» **WHAT IS BEING ASKED**: Convert the lines below into a JSON list of strings, with one string per line and any blank lines left out.

» **SUPPLIED RECORDS**:

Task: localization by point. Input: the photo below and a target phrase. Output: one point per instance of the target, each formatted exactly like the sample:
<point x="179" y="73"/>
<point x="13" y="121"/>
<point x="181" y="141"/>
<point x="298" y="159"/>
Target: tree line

» **RESPONSE TO THE EXERCISE**:
[
  "Task: localization by point. Input: the photo below and a target phrase. Output: one point per instance of the target, each formatted exactly like the sample:",
  "<point x=\"179\" y=\"73\"/>",
  "<point x=\"13\" y=\"121\"/>",
  "<point x=\"181\" y=\"141\"/>",
  "<point x=\"298\" y=\"159\"/>",
  "Target: tree line"
]